Texto fornecido
┌──
Manon é uma ópera comique em cinco actos do
compositor francês Jules Massenet e
foi estreada a 19 de Janeiro de 1884 na Ópera-Comique em Paris. Baseada no
romance L’Histoire du chevalier des
Grieux et de Manon Lescaut de Abbé Prévost escrito em 1731, teve o libretto
a cargo de Henri Meilhac e de Antoine Philippe Gille e é um dos
ícones da belle-époque parisiense.
(algumas fotografias/photos Met Opera)
É a segunda ópera mais representada de Massenet —
só superada por Werther — e foi, entre 2005 e 2010, a 89.º ópera mais
representada internacionalmente (fonte: operabase.com).
A história é um romance de amor que acaba, como
habitualmente na época, na morte trágica da heroína, uma adolescente ávida de
prazer, dinheiro e luxo que se tornam os catalisadores da sua morte prematura
na penúria. Para uma sinopse detalhada, veja-se, por exemplo, o programa de
sala disponibilizado pela Fundação (http://www.musica.gulbenkian.pt/2011_2012/files/00000000/00000120_0015.pdf)
A encenação de Laurent
Pelly que o Metropolitan repôs hoje em cena, é simples, mas eficaz. Como
uma boa direcção de actores, Pelly faz-nos passar pelas diversas cenas e actos
sem nunca nos sujeitar a interpretações rebuscadas.
└──
Instruções de trabalho
Transcreva o trecho do texto sobre a ópera Manon que vai de "É a segunda" até "internacionalmente (fonte: operabase.com).", inclusive, substituindo "internacionalmente" por "em todo o mundo".

Material fornecido
┌──
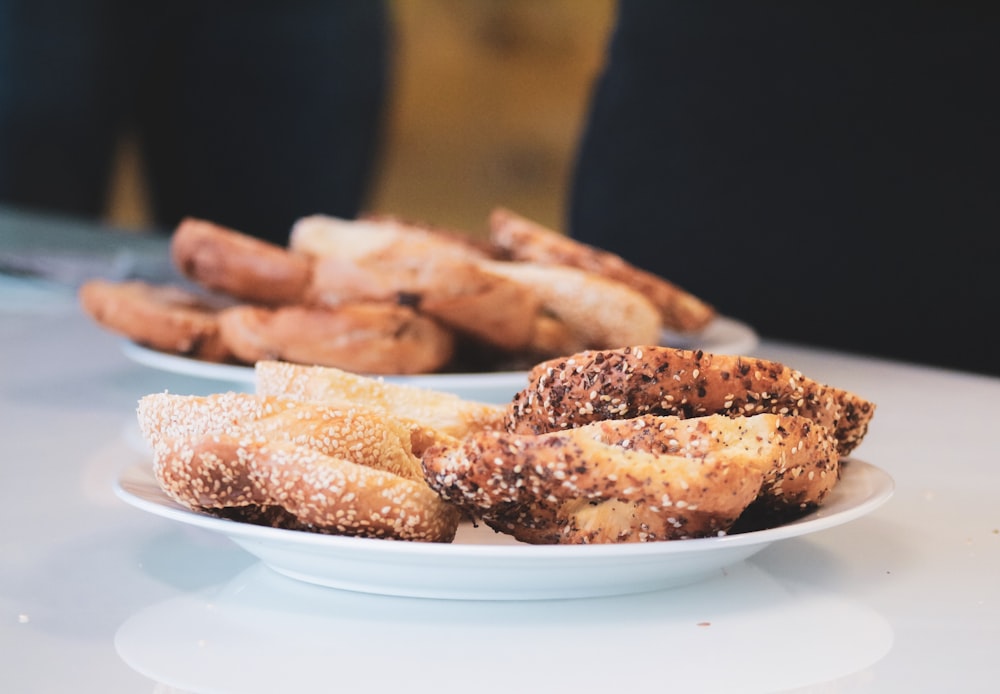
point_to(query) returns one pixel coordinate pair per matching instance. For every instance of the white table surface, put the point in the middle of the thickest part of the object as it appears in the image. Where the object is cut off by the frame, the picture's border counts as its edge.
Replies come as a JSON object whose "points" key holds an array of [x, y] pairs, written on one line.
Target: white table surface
{"points": [[98, 596]]}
└──
Tarefa concluída
É a segunda ópera mais representada de Massenet —
só superada por Werther — e foi, entre 2005 e 2010, a 89.º ópera mais
representada em todo o mundo (fonte: operabase.com).